DIRECTION
Set the following entries down again exactly, line by line.

MATERIAL PROVIDED
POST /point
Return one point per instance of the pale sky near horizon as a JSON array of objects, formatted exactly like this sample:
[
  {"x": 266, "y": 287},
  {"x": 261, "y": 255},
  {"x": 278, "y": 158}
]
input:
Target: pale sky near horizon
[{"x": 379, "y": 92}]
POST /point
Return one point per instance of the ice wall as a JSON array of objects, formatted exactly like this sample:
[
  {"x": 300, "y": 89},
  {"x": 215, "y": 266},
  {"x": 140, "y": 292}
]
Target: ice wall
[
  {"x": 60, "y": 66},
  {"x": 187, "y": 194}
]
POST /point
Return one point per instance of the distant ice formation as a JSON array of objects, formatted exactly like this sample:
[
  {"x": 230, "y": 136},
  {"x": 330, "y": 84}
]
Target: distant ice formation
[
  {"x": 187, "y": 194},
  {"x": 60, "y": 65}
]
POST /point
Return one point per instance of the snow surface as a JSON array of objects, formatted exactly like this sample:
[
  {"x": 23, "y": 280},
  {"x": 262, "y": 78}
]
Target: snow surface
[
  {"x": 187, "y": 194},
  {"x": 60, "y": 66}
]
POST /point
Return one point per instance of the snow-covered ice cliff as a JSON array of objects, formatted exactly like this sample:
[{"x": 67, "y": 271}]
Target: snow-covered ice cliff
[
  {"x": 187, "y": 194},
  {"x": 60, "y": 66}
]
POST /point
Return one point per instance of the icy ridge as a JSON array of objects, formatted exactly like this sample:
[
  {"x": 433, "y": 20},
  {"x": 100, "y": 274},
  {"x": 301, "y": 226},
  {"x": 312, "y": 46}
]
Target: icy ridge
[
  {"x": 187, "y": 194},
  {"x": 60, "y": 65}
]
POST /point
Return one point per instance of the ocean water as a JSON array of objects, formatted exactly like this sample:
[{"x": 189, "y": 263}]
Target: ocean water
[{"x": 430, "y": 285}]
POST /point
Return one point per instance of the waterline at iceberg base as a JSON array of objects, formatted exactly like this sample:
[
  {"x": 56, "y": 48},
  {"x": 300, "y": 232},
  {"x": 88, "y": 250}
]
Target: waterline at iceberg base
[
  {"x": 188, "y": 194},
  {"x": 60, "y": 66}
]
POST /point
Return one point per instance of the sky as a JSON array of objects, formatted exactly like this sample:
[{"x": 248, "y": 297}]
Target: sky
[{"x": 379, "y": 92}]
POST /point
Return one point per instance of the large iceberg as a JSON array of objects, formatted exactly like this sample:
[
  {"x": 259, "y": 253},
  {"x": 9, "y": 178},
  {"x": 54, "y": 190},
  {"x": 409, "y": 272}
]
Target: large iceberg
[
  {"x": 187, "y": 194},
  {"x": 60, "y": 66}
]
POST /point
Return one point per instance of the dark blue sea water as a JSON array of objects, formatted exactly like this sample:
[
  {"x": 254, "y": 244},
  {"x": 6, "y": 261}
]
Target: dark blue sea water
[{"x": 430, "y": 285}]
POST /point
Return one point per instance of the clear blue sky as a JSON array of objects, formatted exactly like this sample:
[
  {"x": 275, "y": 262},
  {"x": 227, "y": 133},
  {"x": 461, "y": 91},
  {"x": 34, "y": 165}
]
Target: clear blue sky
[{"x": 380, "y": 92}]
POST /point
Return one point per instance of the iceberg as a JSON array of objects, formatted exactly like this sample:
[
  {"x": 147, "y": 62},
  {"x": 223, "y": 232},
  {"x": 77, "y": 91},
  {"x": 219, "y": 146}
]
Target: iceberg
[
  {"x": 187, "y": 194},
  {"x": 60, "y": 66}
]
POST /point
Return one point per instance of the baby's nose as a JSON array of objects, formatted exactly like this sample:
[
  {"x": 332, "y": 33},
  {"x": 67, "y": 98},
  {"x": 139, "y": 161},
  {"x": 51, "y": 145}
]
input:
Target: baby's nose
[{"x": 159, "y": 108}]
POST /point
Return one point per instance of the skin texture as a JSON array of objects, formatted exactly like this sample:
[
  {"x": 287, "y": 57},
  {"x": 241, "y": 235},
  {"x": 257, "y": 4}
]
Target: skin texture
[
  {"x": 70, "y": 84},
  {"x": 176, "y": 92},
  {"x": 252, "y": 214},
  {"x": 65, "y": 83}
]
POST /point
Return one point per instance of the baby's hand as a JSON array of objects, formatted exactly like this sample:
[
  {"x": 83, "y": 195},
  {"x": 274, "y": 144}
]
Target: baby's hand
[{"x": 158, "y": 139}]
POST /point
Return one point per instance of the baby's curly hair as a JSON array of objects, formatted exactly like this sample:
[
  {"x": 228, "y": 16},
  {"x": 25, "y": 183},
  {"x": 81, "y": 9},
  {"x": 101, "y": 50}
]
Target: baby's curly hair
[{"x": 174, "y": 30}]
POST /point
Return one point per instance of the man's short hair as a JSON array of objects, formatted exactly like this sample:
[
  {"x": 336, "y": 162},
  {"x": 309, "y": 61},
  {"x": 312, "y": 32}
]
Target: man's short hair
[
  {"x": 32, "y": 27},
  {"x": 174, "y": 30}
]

COMPLETED EXERCISE
POST /point
Return one point per instance of the pale sky near horizon as a JSON array of objects, formatted exactly like this sample:
[
  {"x": 266, "y": 287},
  {"x": 261, "y": 255},
  {"x": 278, "y": 158}
]
input:
Target: pale sky near horizon
[{"x": 379, "y": 92}]
POST /point
Return one point per instance of the ice wall as a JSON array of objects, formatted exactly like this sample:
[
  {"x": 300, "y": 89},
  {"x": 215, "y": 266},
  {"x": 140, "y": 292}
]
Target: ice wall
[
  {"x": 60, "y": 66},
  {"x": 187, "y": 194}
]
POST /point
Return one point per instance of the distant ice formation as a JSON array of objects, formatted exactly like this sample:
[
  {"x": 230, "y": 136},
  {"x": 330, "y": 84}
]
Target: distant ice formation
[
  {"x": 187, "y": 194},
  {"x": 60, "y": 65}
]
POST /point
Return one point per instance of the snow surface as a JSON array of objects, formatted exactly like this sample:
[
  {"x": 23, "y": 280},
  {"x": 262, "y": 78}
]
Target: snow surface
[
  {"x": 187, "y": 194},
  {"x": 60, "y": 66}
]
POST /point
Return one point per instance of the snow-covered ice cliff as a JSON array of objects, formatted exactly like this sample:
[{"x": 67, "y": 271}]
Target: snow-covered ice cliff
[
  {"x": 187, "y": 194},
  {"x": 60, "y": 66}
]
POST /point
Return one point per instance of the icy ridge as a JSON array of objects, formatted exactly like this sample:
[
  {"x": 433, "y": 20},
  {"x": 100, "y": 274},
  {"x": 301, "y": 226},
  {"x": 312, "y": 46}
]
Target: icy ridge
[
  {"x": 187, "y": 194},
  {"x": 60, "y": 65}
]
POST /point
Return one point per instance of the ocean water as a JSON array of objects, formatted exactly like this sample:
[{"x": 189, "y": 263}]
Target: ocean water
[{"x": 430, "y": 285}]
POST /point
Return one point per instance of the waterline at iceberg base as a JSON array of objects, formatted exactly like this sample:
[
  {"x": 56, "y": 48},
  {"x": 300, "y": 232},
  {"x": 88, "y": 250}
]
Target: waterline at iceberg base
[
  {"x": 188, "y": 194},
  {"x": 60, "y": 66}
]
POST /point
Return one point per instance of the sky as a JSON array of objects, formatted exactly like this sample:
[{"x": 248, "y": 297}]
Target: sky
[{"x": 379, "y": 92}]
POST /point
Return one point per instance of the large iceberg as a JSON array of objects, formatted exactly like this sample:
[
  {"x": 259, "y": 253},
  {"x": 9, "y": 178},
  {"x": 54, "y": 190},
  {"x": 409, "y": 272}
]
Target: large iceberg
[
  {"x": 187, "y": 194},
  {"x": 60, "y": 66}
]
POST /point
Return one point per instance of the dark blue sea water as a JSON array of objects, formatted exactly like this sample:
[
  {"x": 254, "y": 244},
  {"x": 6, "y": 261}
]
Target: dark blue sea water
[{"x": 430, "y": 285}]
POST /point
Return one point per instance of the clear blue sky as a JSON array of objects, formatted exactly like this sample:
[
  {"x": 275, "y": 262},
  {"x": 227, "y": 133},
  {"x": 461, "y": 91},
  {"x": 34, "y": 165}
]
Target: clear blue sky
[{"x": 380, "y": 92}]
POST /point
Return one point per instance of the iceberg as a JSON array of objects, formatted exactly like this sample:
[
  {"x": 147, "y": 62},
  {"x": 223, "y": 232},
  {"x": 77, "y": 91},
  {"x": 219, "y": 146}
]
Target: iceberg
[
  {"x": 187, "y": 194},
  {"x": 60, "y": 66}
]
POST /point
Return one point per instance of the baby's nose as a JSON array of objects, formatted exactly like this sample:
[
  {"x": 332, "y": 33},
  {"x": 67, "y": 98},
  {"x": 139, "y": 161},
  {"x": 51, "y": 145}
]
input:
Target: baby's nose
[{"x": 159, "y": 108}]
POST /point
Return one point per instance of the skin texture as a JSON array of objects, formatted exactly like this sample:
[
  {"x": 287, "y": 57},
  {"x": 241, "y": 235},
  {"x": 257, "y": 4}
]
Target: skin texture
[
  {"x": 70, "y": 84},
  {"x": 176, "y": 92},
  {"x": 252, "y": 214},
  {"x": 65, "y": 83}
]
POST /point
Return one point per instance of the baby's hand as a JSON array of objects, formatted exactly like this sample:
[
  {"x": 83, "y": 195},
  {"x": 274, "y": 144}
]
Target: baby's hand
[{"x": 158, "y": 139}]
POST /point
Return one point per instance of the baby's curly hair as a JSON array of objects, formatted exactly like this sample:
[
  {"x": 228, "y": 16},
  {"x": 25, "y": 183},
  {"x": 81, "y": 9},
  {"x": 101, "y": 50}
]
Target: baby's curly hair
[{"x": 174, "y": 30}]
POST /point
Return one point per instance of the man's short hair as a JSON array of objects, formatted exactly like this sample:
[
  {"x": 336, "y": 162},
  {"x": 309, "y": 61},
  {"x": 312, "y": 32}
]
Target: man's short hair
[
  {"x": 32, "y": 27},
  {"x": 174, "y": 30}
]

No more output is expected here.